--- Source excerpt ---

Project Augustine

Chapter 20: Part II- Evangelical Christianity in America during the Revolutionary War and the Moravian Church

 

Howard

 

founding fathers

“Washington as Statesman at the Constitutional Convention” by Junius Brutus Stearns, 1856

 

What were the reactions of American Evangelical denominations toward the American Revolutionary War (i.e., Baptists, Quakers, Methodists, Anglican, etc.)?   After reading about MacCulloch’s viewpoint of the spirituality of the Founding Fathers, would you consider America to be founded upon Christian principles?  Why or why not?  How did the shaping of the Constitution by the Founding Fathers and the revolutionary elite impact the way religion was practiced in America?

 

Reactions of the various denominations toward the Revolutionary War were mixed.  Scotch-Irish who had their own issues against the British were supportive of the war.  Baptists did not have a single answer, though they felt oppressed by compulsory levies for the Congregational Church in New England.  Quakers were pacifist and suffered for not supporting the revolution.  Methodists followed John Wesley’s lead and were loyal to the crown as did Anglicans though due to the dominant nature of Anglicanism in America where many Revolutionary leaders were Anglican by denomination.

 

I consider the spirituality of the Founding Fathers who founded America to be based on Christian principles.  Their ideals were based on the principles of Christianity which were not necessarily bogged by dogma.  There were many competing denominations and one of the reasons people came to America was the freedom to worship.  They still shared the idea that the God or the Creating Force intended good for people, but did not agree on exactly how it should be done, so each was given the right to figure it out for themselves.  Even though much as been made of the lack of God explicitly, the ideals of Christianity were present.  Even the Free Masonry influence is based on God and Christianity.  Free Masonry requires a belief in a higher power and oaths taken with a Bible.  The Free Masons have expanded and along with the Bible they now include the Koran and Torah.

---

> _What to produce_: Please continue the passage above about the Founding Fathers and religion in Revolutionary America, picking up right after its last sentence.

--- Record extracts ---

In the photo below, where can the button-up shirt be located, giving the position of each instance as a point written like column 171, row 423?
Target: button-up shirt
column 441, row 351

---
--- Record extracts ---

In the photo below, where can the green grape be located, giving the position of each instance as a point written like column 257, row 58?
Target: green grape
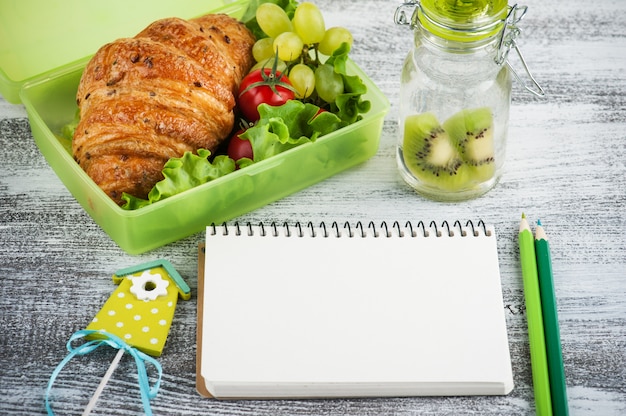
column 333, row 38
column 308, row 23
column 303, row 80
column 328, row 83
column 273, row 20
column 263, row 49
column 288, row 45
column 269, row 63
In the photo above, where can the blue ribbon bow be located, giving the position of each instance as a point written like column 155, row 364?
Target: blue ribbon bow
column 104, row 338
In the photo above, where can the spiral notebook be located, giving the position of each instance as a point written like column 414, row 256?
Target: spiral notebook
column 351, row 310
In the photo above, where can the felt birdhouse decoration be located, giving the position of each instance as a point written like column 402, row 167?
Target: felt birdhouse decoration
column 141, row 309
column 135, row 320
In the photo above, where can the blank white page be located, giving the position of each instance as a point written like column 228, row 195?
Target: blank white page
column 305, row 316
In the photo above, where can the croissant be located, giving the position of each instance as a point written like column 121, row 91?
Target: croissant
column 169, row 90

---
--- Record extracts ---

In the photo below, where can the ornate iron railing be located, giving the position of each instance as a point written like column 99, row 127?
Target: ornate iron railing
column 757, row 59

---

> _Written answer_:
 

 

 

 

Danny 

 

Count Nikolaus Ludwig von Zinzendorf (1700 – 1760)

Count Nikolaus Ludwig von Zinzendorf (1700 – 1760)

Among the Protestants who were deeply influenced by Pietism during the 1700s were the Moravians or the Moravian Church.  They started out as a group of people escaping religious persecution in Moravia (the southern part of Bohemia, or in more modern times the Czech Republic) under the Habsburg “re-Catholicization” of central Europe, who found refuge on the estate of a German Lutheran nobleman, who was also a Pietist, named Count Nikolaus Ludwig von Zinzendorf (1700 – 1760).  He would later on give a portion of his estate to the Moravians where they built a self-sustaining village called Herrnhut (meaning “the Lord’s Watch”), which would become the first in a network of communities which spread throughout Europe, Russia, and across the Atlantic.  (loc. 14399)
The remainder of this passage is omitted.